▸ Task to carry out: Edit the listing below by changing every occurrence of "drop a pin" to "place a marker". Keep everything else the same.

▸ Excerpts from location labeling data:
begin

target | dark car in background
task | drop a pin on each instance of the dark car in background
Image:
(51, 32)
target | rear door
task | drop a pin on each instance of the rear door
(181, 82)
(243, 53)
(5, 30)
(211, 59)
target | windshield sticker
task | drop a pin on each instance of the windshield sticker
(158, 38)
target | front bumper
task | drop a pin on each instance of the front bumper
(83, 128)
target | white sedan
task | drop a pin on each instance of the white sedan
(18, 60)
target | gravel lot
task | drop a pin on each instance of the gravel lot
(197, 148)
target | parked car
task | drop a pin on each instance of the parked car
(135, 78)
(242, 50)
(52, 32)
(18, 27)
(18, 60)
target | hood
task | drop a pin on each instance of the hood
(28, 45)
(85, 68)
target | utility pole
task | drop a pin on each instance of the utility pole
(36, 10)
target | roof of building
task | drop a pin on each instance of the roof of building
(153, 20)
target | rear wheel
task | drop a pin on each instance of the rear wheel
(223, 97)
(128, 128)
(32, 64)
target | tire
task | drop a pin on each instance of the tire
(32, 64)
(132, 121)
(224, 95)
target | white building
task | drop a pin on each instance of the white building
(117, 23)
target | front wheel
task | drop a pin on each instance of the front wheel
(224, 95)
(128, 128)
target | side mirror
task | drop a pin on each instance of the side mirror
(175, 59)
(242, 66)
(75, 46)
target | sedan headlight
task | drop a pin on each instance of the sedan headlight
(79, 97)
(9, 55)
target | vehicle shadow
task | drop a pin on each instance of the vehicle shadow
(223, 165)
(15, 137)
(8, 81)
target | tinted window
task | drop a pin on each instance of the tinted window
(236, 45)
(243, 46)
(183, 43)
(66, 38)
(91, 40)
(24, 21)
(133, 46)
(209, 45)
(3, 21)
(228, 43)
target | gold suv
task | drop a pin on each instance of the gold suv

end

▸ Task result:
target | dark car in background
task | place a marker on each instance of the dark car in background
Image:
(51, 32)
target | rear door
task | place a marker on each instance of the rear door
(181, 82)
(243, 53)
(5, 30)
(211, 59)
target | windshield sticker
task | place a marker on each instance of the windshield sticker
(158, 38)
target | front bumper
task | place a marker on each instance of the front bumper
(83, 128)
target | white sedan
task | place a marker on each instance of the white sedan
(18, 60)
target | gravel lot
task | place a marker on each instance of the gravel lot
(197, 148)
target | parked car
task | place a marker on each instance of the parked car
(135, 78)
(242, 50)
(52, 32)
(18, 27)
(18, 60)
target | hood
task | place a marker on each instance of the hood
(28, 45)
(85, 68)
target | utility pole
task | place a marker on each instance of the utility pole
(36, 10)
target | roof of building
task | place a marker on each instance of the roof of building
(153, 20)
target | rear wheel
task | place a marker on each instance of the rear wheel
(223, 97)
(128, 128)
(32, 64)
target | tire
task | place a marker on each instance of the tire
(32, 64)
(132, 121)
(224, 95)
target | white building
task | place a marker on each instance of the white building
(117, 23)
target | front wheel
task | place a marker on each instance of the front wheel
(224, 95)
(128, 128)
target | side mirror
task | place a marker on each instance of the side mirror
(175, 59)
(242, 66)
(75, 46)
target | sedan headlight
task | place a marker on each instance of the sedan headlight
(79, 97)
(9, 55)
target | vehicle shadow
task | place a marker on each instance of the vehicle shadow
(223, 165)
(15, 137)
(8, 81)
target | tinted window
task | place a marker on each instance of the tinted window
(236, 45)
(243, 46)
(183, 43)
(66, 38)
(91, 40)
(24, 21)
(133, 46)
(209, 45)
(3, 21)
(228, 43)
target | gold suv
task | place a marker on each instance of the gold suv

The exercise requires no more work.